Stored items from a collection
-*-*-

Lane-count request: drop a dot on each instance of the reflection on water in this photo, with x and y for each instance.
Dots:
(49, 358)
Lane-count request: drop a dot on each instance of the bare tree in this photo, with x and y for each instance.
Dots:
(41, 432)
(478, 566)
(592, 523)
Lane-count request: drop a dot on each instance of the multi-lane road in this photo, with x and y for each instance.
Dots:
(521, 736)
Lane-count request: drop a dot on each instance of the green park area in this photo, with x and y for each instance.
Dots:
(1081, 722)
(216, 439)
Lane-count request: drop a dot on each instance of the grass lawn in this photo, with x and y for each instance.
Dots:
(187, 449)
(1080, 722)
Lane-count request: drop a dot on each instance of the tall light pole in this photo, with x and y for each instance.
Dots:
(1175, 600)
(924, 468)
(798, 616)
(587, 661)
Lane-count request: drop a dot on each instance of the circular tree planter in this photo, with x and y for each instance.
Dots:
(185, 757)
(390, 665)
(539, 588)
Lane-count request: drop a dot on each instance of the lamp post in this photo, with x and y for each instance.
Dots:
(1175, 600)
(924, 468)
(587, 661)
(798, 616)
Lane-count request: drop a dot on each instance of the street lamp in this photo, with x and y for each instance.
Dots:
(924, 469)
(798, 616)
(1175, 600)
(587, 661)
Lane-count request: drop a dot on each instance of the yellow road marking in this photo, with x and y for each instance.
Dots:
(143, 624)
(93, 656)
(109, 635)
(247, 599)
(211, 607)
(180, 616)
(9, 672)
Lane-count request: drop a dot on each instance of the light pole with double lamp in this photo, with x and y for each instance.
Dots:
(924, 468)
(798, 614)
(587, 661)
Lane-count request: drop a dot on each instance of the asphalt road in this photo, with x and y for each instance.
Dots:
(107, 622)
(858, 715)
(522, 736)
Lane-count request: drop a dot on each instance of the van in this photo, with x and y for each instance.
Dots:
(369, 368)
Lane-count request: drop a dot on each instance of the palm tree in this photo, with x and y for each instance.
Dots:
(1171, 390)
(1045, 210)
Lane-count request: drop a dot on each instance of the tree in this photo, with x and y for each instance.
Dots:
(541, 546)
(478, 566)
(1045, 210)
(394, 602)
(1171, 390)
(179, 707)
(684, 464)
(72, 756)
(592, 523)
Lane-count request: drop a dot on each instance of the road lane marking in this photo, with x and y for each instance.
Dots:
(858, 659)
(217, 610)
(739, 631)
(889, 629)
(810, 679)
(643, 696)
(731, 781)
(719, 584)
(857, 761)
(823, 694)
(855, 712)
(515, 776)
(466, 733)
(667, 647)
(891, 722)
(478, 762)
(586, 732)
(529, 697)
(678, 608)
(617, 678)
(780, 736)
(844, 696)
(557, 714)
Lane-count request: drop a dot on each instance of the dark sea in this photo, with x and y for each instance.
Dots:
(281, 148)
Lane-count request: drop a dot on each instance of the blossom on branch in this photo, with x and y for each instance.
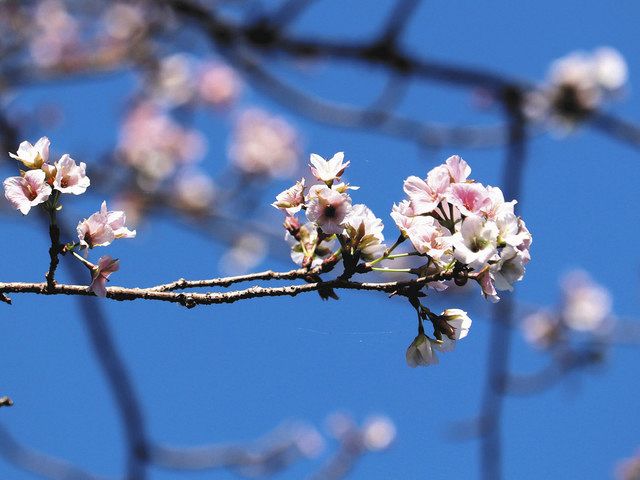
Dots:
(33, 156)
(100, 274)
(103, 227)
(27, 191)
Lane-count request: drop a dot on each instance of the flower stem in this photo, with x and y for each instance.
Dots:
(388, 251)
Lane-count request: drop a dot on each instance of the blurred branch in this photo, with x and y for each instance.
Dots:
(500, 334)
(38, 463)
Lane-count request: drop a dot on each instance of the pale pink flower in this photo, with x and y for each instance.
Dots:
(27, 191)
(458, 169)
(103, 227)
(427, 237)
(403, 215)
(33, 156)
(469, 198)
(264, 145)
(328, 209)
(309, 236)
(497, 206)
(371, 245)
(586, 305)
(328, 170)
(476, 242)
(426, 195)
(488, 288)
(292, 199)
(509, 269)
(421, 352)
(70, 178)
(100, 274)
(458, 320)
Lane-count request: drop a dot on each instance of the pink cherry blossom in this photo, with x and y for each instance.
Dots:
(427, 237)
(426, 195)
(33, 156)
(476, 242)
(103, 227)
(458, 169)
(371, 245)
(292, 199)
(100, 274)
(328, 170)
(328, 209)
(70, 178)
(421, 352)
(27, 191)
(469, 198)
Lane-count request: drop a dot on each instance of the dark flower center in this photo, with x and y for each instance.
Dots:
(329, 211)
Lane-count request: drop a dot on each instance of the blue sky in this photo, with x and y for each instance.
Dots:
(234, 372)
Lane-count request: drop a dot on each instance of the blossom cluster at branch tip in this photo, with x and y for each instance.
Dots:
(458, 229)
(43, 183)
(577, 85)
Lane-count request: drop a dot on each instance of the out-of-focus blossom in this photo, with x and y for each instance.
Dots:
(100, 274)
(378, 433)
(421, 352)
(175, 79)
(155, 145)
(70, 178)
(330, 170)
(264, 145)
(292, 199)
(122, 20)
(328, 208)
(577, 85)
(586, 305)
(33, 156)
(103, 227)
(194, 192)
(27, 191)
(540, 328)
(219, 84)
(56, 34)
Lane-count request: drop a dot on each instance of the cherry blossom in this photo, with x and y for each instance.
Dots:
(100, 274)
(421, 352)
(328, 170)
(102, 228)
(328, 208)
(33, 156)
(292, 199)
(70, 178)
(27, 191)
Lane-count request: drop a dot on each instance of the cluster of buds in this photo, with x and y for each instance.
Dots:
(460, 228)
(43, 184)
(577, 85)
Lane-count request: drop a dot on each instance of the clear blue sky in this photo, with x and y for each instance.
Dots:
(232, 373)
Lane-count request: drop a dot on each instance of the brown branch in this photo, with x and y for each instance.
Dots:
(190, 300)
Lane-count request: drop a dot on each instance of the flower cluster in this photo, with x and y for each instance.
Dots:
(577, 85)
(43, 183)
(331, 218)
(460, 229)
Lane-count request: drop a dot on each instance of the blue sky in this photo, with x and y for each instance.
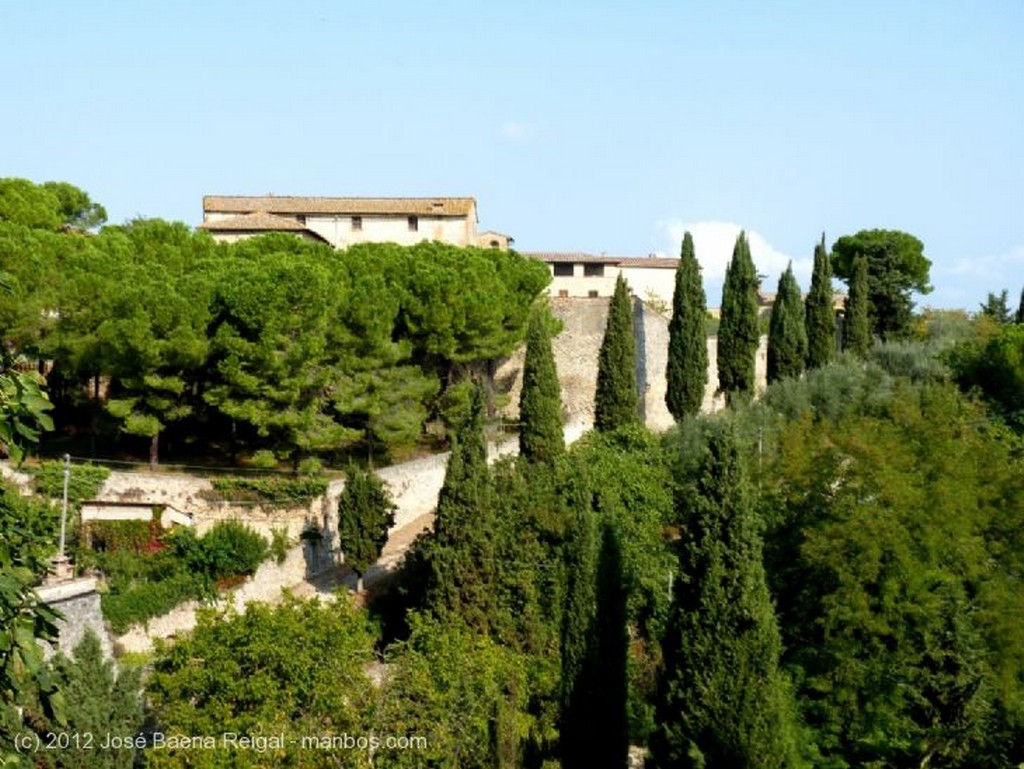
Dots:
(578, 126)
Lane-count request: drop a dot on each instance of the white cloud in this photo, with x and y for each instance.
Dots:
(713, 242)
(513, 130)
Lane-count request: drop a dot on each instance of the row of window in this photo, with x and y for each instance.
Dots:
(564, 269)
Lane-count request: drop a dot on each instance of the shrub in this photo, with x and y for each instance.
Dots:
(83, 483)
(270, 489)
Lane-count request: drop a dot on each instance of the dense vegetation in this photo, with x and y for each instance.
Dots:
(826, 575)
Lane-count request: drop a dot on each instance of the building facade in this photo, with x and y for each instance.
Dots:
(345, 221)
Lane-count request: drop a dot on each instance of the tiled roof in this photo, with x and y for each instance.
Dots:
(258, 221)
(572, 257)
(289, 205)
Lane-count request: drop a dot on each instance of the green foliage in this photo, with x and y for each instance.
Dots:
(468, 695)
(296, 669)
(616, 397)
(686, 373)
(888, 544)
(994, 368)
(723, 700)
(137, 602)
(856, 323)
(541, 437)
(100, 700)
(366, 514)
(819, 311)
(738, 333)
(84, 481)
(786, 331)
(896, 266)
(271, 489)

-*-*-

**WORK REQUEST**
Looking at the entries above, work out how many lines contain the word "light", then reply with only that figure.

**SOLUTION FOR THIS TASK**
2